*** Opening Supplied records ***

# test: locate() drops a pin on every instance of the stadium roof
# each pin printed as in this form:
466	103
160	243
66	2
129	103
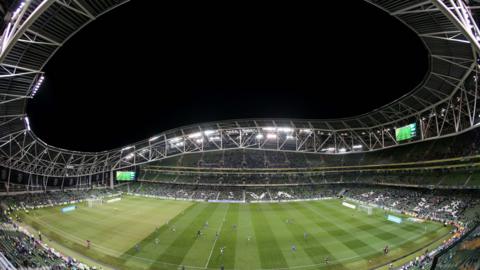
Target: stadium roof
445	103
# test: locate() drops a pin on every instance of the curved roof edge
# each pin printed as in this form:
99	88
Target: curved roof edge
444	104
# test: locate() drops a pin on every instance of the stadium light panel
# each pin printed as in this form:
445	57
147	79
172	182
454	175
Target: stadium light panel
209	132
175	140
27	123
271	136
127	148
37	85
214	138
195	135
153	138
285	129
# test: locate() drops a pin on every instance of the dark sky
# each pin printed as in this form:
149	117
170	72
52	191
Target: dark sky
140	69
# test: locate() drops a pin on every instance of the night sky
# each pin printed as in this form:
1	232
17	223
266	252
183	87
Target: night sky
140	69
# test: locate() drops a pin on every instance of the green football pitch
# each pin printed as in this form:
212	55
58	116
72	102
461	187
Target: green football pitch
143	233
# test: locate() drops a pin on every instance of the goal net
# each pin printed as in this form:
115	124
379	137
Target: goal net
366	209
93	202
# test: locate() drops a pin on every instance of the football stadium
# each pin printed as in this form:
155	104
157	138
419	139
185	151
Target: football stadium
394	188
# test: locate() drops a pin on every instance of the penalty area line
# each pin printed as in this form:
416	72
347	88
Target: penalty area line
216	238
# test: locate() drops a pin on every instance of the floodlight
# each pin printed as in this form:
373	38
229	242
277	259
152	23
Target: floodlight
214	138
195	135
176	139
285	129
209	132
27	123
153	138
271	136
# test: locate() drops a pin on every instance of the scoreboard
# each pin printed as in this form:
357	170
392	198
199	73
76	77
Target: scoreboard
406	132
125	176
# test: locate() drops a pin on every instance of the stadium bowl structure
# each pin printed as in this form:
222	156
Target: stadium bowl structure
444	104
443	109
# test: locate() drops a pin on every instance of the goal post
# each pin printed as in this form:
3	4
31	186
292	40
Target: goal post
365	208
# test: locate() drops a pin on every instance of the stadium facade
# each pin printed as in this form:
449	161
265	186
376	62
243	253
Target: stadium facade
443	104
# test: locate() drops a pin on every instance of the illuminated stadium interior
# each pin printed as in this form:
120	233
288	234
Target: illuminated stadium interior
392	188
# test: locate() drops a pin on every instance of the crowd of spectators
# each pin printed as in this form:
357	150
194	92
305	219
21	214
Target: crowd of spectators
428	204
24	250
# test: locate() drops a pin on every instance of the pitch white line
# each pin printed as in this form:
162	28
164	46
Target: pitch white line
216	238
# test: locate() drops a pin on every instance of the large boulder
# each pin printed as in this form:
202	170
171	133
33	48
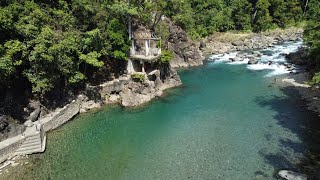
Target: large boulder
253	61
3	122
299	57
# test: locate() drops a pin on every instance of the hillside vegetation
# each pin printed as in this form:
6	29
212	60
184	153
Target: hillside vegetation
51	45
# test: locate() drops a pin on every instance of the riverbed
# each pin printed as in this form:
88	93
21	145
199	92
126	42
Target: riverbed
227	121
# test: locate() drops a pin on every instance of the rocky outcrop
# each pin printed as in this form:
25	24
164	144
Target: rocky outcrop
186	52
299	57
130	93
61	116
220	43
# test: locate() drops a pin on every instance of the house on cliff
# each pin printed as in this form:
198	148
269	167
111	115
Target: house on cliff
144	52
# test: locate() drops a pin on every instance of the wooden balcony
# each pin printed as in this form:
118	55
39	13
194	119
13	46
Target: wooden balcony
145	49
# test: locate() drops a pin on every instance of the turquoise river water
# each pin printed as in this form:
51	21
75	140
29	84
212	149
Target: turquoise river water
225	122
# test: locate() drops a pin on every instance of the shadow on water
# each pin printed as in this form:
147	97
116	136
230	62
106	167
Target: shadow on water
302	123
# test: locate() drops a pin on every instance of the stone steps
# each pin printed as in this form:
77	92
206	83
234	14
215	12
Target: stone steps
32	144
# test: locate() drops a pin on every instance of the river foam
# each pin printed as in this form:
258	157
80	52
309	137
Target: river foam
275	54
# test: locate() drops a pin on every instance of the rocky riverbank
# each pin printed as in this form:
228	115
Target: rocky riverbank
220	43
129	92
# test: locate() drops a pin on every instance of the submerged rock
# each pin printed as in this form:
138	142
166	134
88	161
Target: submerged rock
290	175
253	61
3	122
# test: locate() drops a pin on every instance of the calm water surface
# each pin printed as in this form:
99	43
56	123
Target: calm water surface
225	122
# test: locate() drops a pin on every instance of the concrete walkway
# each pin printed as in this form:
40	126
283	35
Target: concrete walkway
34	142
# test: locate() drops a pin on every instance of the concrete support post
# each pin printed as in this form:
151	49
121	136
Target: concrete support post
147	46
143	70
132	48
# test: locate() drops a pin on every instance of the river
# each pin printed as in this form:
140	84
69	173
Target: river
227	121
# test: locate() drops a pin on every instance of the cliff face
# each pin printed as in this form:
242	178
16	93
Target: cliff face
186	52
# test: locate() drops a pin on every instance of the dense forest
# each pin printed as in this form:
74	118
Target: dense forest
47	45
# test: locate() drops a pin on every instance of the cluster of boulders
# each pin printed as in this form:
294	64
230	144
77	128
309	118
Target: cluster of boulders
130	93
299	57
218	45
253	57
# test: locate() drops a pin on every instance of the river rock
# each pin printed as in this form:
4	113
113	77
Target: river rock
299	58
290	175
3	122
253	61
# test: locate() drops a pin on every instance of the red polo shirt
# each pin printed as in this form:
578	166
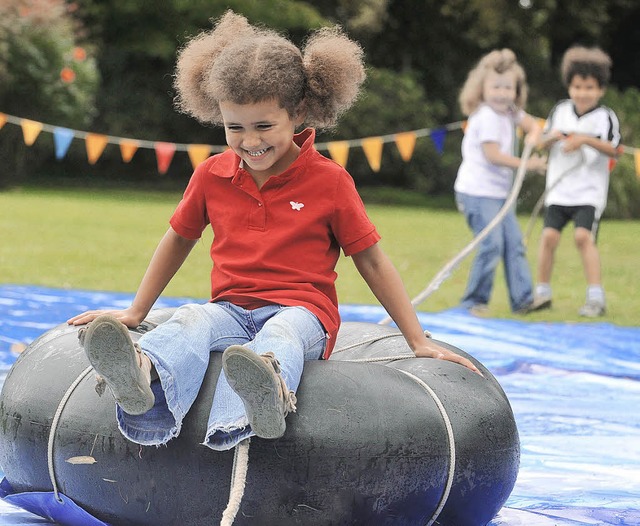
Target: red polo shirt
279	244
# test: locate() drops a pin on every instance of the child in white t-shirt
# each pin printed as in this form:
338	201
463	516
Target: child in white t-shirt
582	137
493	97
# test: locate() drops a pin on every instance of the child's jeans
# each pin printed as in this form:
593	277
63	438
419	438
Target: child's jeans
504	242
179	350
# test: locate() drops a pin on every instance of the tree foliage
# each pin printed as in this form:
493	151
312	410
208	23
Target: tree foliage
418	53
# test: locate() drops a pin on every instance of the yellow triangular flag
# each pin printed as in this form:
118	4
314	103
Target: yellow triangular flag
198	153
128	148
30	130
95	144
372	147
406	143
339	152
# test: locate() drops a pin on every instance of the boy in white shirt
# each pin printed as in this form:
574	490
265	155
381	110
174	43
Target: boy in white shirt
582	137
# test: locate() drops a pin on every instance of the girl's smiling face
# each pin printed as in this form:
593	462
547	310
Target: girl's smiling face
499	90
261	134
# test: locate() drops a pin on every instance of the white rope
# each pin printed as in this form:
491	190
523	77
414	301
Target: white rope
451	444
452	265
54	428
238	482
443	413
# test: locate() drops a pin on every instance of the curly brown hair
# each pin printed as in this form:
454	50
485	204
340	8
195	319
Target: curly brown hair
500	61
585	62
244	64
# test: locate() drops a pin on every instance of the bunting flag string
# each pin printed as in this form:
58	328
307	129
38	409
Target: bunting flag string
95	144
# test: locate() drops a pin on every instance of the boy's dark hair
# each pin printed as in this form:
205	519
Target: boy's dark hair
586	62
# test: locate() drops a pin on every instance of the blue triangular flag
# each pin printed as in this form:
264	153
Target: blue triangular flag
62	138
437	136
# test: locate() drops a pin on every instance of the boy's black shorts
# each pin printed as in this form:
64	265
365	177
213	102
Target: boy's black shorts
557	216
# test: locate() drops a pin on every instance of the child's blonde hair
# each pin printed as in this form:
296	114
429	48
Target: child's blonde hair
586	62
500	61
244	64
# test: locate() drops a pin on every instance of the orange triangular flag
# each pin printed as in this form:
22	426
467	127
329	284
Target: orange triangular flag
198	153
339	152
372	147
406	143
164	154
128	148
30	130
95	144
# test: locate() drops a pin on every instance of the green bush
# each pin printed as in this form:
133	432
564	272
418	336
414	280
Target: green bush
393	102
44	76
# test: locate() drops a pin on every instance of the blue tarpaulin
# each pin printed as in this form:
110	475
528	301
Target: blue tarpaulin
574	389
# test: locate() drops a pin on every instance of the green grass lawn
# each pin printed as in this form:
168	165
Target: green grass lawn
103	239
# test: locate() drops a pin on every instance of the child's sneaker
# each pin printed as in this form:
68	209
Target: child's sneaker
592	309
480	310
257	380
119	362
540	302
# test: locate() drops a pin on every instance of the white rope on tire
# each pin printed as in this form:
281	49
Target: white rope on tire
443	413
54	428
238	482
451	444
446	271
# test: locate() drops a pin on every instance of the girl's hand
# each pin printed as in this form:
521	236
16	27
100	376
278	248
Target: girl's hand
127	316
572	142
537	163
431	349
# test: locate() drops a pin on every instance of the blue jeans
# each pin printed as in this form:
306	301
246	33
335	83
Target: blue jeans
504	242
179	350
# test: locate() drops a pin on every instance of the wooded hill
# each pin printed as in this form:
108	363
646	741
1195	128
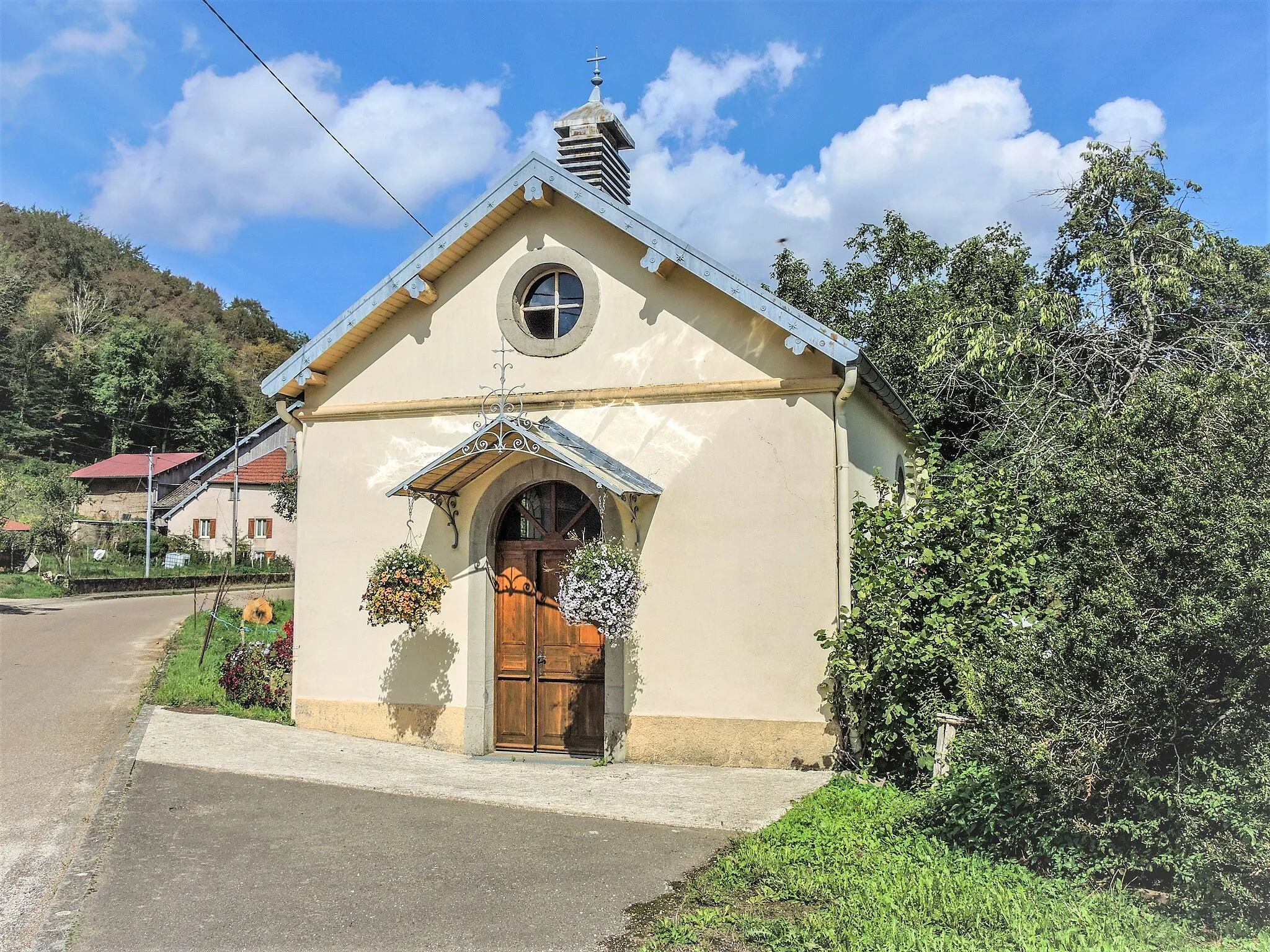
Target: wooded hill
102	352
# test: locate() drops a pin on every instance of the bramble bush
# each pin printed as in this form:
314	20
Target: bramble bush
936	576
406	585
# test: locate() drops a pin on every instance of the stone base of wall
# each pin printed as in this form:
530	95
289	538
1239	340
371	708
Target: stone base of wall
730	742
437	726
711	742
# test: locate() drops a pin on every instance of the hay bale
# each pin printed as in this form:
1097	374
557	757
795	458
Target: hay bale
258	611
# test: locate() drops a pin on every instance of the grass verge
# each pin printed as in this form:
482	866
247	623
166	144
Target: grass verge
846	868
184	683
31	585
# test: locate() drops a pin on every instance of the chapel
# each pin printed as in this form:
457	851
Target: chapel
553	367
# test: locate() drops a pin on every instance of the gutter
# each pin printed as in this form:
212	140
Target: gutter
842	504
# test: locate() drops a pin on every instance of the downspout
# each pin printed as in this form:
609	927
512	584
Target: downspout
287	418
842	502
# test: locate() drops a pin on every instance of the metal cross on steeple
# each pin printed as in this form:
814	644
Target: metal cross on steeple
596	80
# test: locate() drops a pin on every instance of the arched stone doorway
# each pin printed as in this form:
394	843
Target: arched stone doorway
549	675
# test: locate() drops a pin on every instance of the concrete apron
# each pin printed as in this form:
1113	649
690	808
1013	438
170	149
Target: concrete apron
700	798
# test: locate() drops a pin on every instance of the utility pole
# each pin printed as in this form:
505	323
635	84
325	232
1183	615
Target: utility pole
234	542
150	503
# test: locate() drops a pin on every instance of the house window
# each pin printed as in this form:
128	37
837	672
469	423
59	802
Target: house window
551	305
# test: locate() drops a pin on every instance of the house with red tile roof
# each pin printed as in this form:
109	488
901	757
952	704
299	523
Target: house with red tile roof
202	508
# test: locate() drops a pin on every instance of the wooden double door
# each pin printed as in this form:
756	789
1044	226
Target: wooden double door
549	675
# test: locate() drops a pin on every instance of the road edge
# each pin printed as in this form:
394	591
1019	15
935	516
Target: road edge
79	879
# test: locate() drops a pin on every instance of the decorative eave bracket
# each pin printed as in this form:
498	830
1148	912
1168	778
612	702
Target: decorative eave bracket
655	262
538	192
420	290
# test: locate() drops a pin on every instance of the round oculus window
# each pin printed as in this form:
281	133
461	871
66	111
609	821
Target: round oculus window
551	305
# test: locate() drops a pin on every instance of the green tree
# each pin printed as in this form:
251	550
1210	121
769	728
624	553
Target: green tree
127	384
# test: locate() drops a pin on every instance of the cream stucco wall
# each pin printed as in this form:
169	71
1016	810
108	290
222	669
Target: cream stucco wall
739	550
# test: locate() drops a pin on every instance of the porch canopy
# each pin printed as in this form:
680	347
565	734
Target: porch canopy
451	471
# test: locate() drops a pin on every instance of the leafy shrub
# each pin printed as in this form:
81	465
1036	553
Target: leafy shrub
406	587
135	545
1128	741
285	647
949	569
601	584
255	673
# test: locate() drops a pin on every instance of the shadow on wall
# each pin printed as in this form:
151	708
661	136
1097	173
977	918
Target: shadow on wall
415	685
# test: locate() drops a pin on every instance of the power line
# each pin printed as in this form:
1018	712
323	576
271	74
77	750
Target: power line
315	118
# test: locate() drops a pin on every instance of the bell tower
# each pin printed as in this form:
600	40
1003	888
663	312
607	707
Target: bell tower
591	139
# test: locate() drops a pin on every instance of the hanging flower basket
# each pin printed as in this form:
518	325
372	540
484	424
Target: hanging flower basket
601	584
406	587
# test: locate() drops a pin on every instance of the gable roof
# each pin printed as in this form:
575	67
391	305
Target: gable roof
534	179
125	465
266	470
203	478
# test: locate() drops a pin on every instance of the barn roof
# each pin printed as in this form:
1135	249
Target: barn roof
539	179
125	465
544	438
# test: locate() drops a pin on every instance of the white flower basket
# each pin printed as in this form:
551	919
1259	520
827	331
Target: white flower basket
601	584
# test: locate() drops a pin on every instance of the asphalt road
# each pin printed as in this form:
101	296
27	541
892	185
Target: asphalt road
71	672
206	860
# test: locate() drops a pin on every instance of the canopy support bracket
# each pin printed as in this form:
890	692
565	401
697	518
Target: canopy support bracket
448	505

*** Closing Supplied records ***

Task instructions: Here the output must be the lines above from the line with "the hanging flower basket" to the line with "the barn roof", both included, duplicated word for word and nothing else.

Exercise result:
# test: locate() drops a pin on every instance of the hanging flower basket
# each pin printed as in this form:
518	325
372	540
484	424
Target: hanging flower basket
601	584
406	587
# test: locate() drops a pin on every instance of the gable roof
# each pin printed as in this form:
575	67
391	305
Target: gable roof
534	179
125	465
266	470
203	478
# test: locate() drops a pin on every instance of the barn roof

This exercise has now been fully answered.